EXERCISE DIRECTIONS: Convert the lines below into a Markdown table with the columns "Row" and "Line", numbering each row and leaving out blank lines. Start at the first line and end at the line containing "[168,39,189,67]", including both.

## BEGIN

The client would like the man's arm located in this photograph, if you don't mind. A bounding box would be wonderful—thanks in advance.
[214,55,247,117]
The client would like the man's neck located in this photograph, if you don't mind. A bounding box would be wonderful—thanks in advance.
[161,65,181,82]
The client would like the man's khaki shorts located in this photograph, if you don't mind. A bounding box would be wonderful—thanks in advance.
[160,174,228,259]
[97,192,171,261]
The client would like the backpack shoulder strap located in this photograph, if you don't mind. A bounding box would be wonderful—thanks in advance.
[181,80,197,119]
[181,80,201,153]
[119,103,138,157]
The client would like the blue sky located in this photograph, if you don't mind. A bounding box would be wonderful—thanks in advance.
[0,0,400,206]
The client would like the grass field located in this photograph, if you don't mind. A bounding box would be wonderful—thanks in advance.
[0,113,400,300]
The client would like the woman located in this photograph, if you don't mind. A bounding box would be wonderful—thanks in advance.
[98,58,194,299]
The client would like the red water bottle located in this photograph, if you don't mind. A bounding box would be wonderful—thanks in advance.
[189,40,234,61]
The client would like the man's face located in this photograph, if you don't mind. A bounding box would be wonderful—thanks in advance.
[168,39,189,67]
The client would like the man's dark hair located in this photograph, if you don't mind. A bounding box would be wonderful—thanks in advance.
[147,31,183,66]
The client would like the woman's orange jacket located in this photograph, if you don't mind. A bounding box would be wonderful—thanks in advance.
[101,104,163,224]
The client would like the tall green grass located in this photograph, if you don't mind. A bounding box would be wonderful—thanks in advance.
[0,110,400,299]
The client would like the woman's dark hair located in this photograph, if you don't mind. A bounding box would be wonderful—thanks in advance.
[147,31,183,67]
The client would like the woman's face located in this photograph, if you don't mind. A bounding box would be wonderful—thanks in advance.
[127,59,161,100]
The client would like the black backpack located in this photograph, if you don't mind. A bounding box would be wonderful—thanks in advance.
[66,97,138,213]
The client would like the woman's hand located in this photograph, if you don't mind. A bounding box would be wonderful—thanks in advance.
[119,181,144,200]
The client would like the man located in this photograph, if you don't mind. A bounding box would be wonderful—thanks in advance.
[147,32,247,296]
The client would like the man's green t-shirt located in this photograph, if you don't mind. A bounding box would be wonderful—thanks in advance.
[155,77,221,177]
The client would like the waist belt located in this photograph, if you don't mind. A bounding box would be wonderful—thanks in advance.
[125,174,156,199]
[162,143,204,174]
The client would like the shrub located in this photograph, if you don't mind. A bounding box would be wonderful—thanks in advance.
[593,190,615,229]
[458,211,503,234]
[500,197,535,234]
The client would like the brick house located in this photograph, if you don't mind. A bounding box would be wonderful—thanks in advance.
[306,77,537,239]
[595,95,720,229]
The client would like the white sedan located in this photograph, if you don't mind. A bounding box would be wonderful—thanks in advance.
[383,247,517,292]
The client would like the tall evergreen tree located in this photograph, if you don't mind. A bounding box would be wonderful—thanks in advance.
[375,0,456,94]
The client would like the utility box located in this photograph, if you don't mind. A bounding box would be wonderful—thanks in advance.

## END

EXERCISE RESPONSE:
| Row | Line |
|---|---|
| 1 | The client would like the man's arm located in this photograph, if you don't mind. A bounding box would be wonderful—thanks in advance. |
| 2 | [214,55,247,117] |
| 3 | The client would like the man's neck located in this photograph, if you don't mind. A bounding box would be wonderful—thanks in advance. |
| 4 | [161,65,181,82] |
| 5 | The client would like the man's khaki shorts located in this photograph, if you don't mind. A bounding box would be wonderful—thanks in advance. |
| 6 | [160,174,228,259] |
| 7 | [97,192,171,261] |
| 8 | The client would like the backpack shoulder strap located in this photograph, if you don't mind. A bounding box would be wonderful—thanks in advance. |
| 9 | [181,80,197,119] |
| 10 | [181,80,201,153] |
| 11 | [119,103,138,157] |
| 12 | The client would like the blue sky located in this photograph, if you don't mind. A bounding box would be wonderful—thanks in advance. |
| 13 | [0,0,400,206] |
| 14 | The client would like the grass field located in this photograph, if you don't mind. A bounding box would be wonderful—thanks in advance. |
| 15 | [0,113,400,300] |
| 16 | The client would like the woman located in this photograph, if you don't mind. A bounding box would be wonderful—thanks in advance. |
| 17 | [98,58,194,299] |
| 18 | The client would like the red water bottle located in this photograph, if you don't mind. A bounding box would be wonderful—thanks in advance. |
| 19 | [189,40,234,61] |
| 20 | The client would like the man's face located in this photograph, if you don't mind. A bounding box would be wonderful—thanks in advance. |
| 21 | [168,39,189,67] |